• [ASSIGNMENT 1]: Please say whether each statement below agrees with the Ensatina text, answering yes or no and quoting the words from the text that decide it. (a) The Ensatina belongs to the lungless salamander family. (b) In the United States, the Ensatina is found in Nevada. (c) Every population of the Ensatina complex can interbreed with every other population.
• [ASSIGNMENT 2]: Carry the Ensatina text below forward from its last line.

• [DOCUMENT TEXT]:
^^^^

Other Amphibian of the Week

Ensatina (Ensatina eschscholtzii)

Sierra Nevada Ensatina photo by Marshal Hedin

Common Name: Ensatina
Scientific Name: Ensatina eschscholtzii
Family: Plethodontidae – Lungless Salamander Family
Location: United States, Canada, and Mexico
US Location: California, Oregon, and Washington
Size: 5 inches or 145 mm total length

The Ensatina Salamander is a complex of usually 7 different subspecies of salamanders found along the western coast of North America. They are referred to as a ring species or Rassenkreis, which is a series of connected populations that can interbreed with the close populations but can’t with the farther out populations.

The seven subspecies are..

  • Yellow-blotched Ensatina (E. e. croceater )
  • Monterey Ensatina (E. e. eschscholtzii)
  • Large-blotched Ensatina (E. e. klauberi)
  • Oregon Ensatina (E. e. oregonensis)
  • Painted Ensatina (E. e. picta)
  • Sierra Nevada Ensatina (E. e. platensis)

^^^^

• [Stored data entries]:

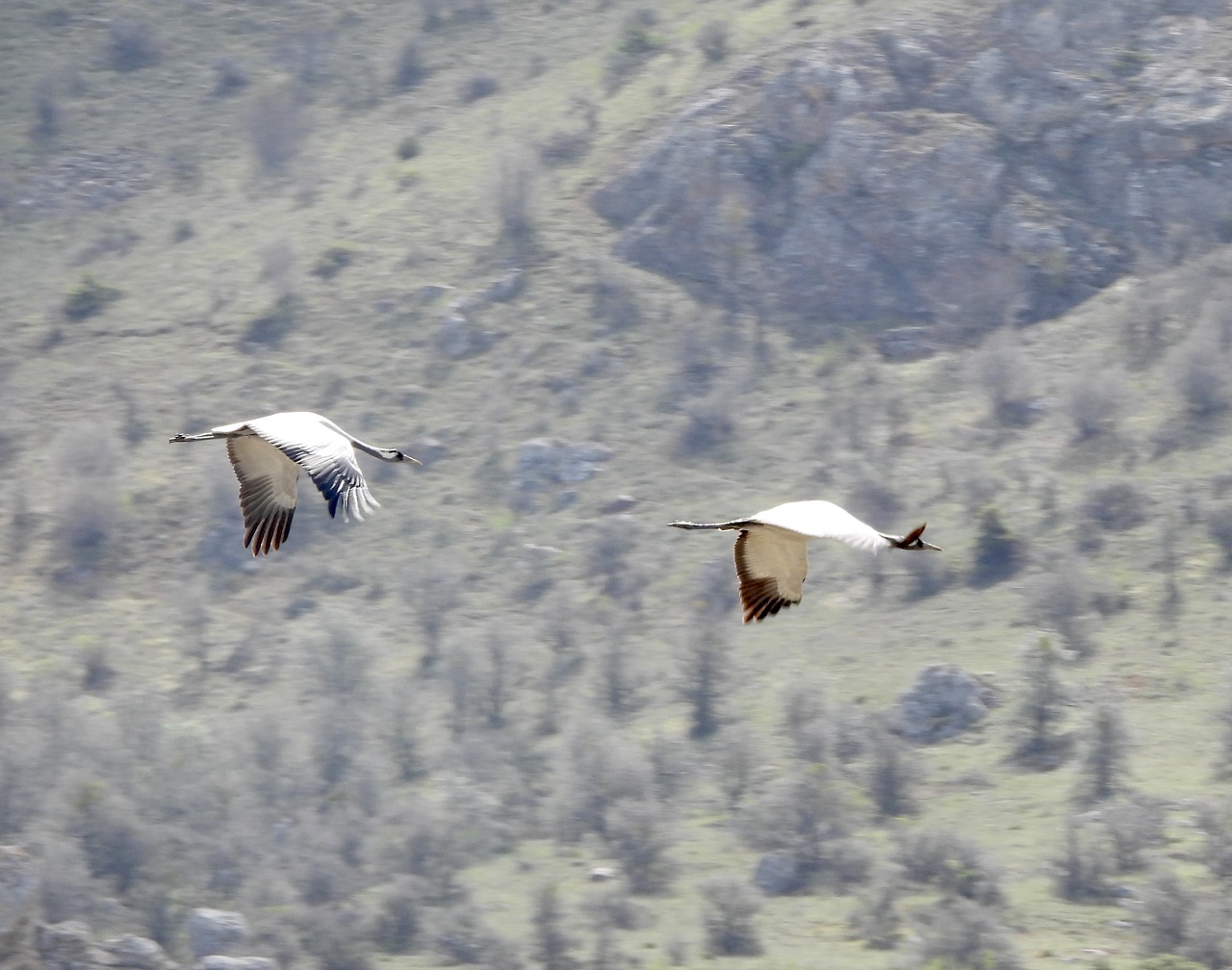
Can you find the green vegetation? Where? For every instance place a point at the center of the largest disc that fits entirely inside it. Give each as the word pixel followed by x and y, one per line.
pixel 89 298
pixel 511 726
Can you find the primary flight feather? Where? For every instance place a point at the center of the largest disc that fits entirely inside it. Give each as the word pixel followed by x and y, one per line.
pixel 268 454
pixel 771 550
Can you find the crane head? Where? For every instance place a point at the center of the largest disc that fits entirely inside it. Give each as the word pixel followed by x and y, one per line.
pixel 911 541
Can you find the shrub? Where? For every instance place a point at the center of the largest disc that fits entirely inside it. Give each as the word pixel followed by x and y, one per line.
pixel 738 757
pixel 709 424
pixel 962 934
pixel 1219 527
pixel 1085 868
pixel 334 260
pixel 1116 505
pixel 1039 710
pixel 875 917
pixel 729 918
pixel 639 837
pixel 712 40
pixel 1059 600
pixel 1166 907
pixel 1134 824
pixel 132 44
pixel 1200 377
pixel 409 67
pixel 998 550
pixel 1103 767
pixel 116 847
pixel 516 196
pixel 564 145
pixel 276 126
pixel 1094 401
pixel 1003 370
pixel 891 773
pixel 805 819
pixel 229 76
pixel 614 298
pixel 478 87
pixel 704 669
pixel 48 115
pixel 461 934
pixel 338 938
pixel 89 298
pixel 951 862
pixel 634 44
pixel 408 148
pixel 551 946
pixel 272 326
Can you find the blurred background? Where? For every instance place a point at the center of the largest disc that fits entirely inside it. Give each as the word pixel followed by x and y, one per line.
pixel 603 265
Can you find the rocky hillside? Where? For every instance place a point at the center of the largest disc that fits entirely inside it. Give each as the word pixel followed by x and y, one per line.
pixel 963 170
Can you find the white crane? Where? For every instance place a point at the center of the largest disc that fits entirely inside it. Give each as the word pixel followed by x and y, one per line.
pixel 771 550
pixel 268 454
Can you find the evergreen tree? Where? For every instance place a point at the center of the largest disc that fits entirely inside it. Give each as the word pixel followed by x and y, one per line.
pixel 1035 737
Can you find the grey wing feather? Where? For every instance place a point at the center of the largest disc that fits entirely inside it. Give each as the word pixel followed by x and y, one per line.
pixel 329 461
pixel 267 492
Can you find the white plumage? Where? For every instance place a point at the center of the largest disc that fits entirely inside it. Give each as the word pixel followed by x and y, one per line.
pixel 771 550
pixel 268 454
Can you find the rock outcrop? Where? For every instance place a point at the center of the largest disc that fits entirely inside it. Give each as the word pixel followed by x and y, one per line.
pixel 959 171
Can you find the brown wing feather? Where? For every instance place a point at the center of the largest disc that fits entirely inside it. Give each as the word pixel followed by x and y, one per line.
pixel 760 596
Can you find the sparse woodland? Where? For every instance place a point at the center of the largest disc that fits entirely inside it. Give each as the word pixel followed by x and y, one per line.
pixel 579 259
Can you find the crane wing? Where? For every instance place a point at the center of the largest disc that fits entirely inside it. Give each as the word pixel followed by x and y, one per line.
pixel 267 492
pixel 325 455
pixel 818 520
pixel 771 565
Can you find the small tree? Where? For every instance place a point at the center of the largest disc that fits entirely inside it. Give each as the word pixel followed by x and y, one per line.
pixel 875 917
pixel 1103 767
pixel 998 550
pixel 551 946
pixel 1085 868
pixel 1166 906
pixel 1219 525
pixel 1002 369
pixel 639 837
pixel 729 918
pixel 1035 737
pixel 960 933
pixel 891 773
pixel 703 674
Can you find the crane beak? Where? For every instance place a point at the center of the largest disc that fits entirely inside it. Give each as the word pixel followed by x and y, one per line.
pixel 913 541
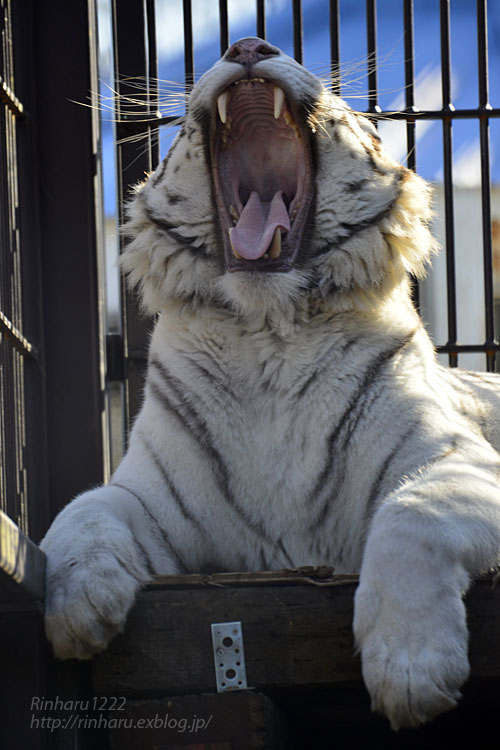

^^^^

• [ANSWER SPACE 1]:
(a) Yes: "Family: Plethodontidae – Lungless Salamander Family"
(b) No: "US Location: California, Oregon, and Washington"
(c) No: "can interbreed with the close populations but can’t with the farther out populations"

• [ANSWER SPACE 2]:
  • Yellow-eyed Ensatina (E. e. xanthoptica)

Below is a map of the ranges of the subspecies.

photo by Thomas J. Devitt, Stuart J.E. Baird and Craig Moritz, 2011.
Source: (2011). “Asymmetric reproductive isolation between terminal forms of the salamander ring species Ensatina eschscholtzii revealed by fine-scale genetic analysis of a hybrid zone”. BMC Evolutionary Biology 11 (1): 245.

The Ensatinas are terrestrial salamanders that are direct developing meaning their eggs hatch into small salamanders instead of tadpoles. Female salamanders usually lay around 10 to 15 eggs at a time on the ground. Breeding season in fall and spring but also happens during the winter too.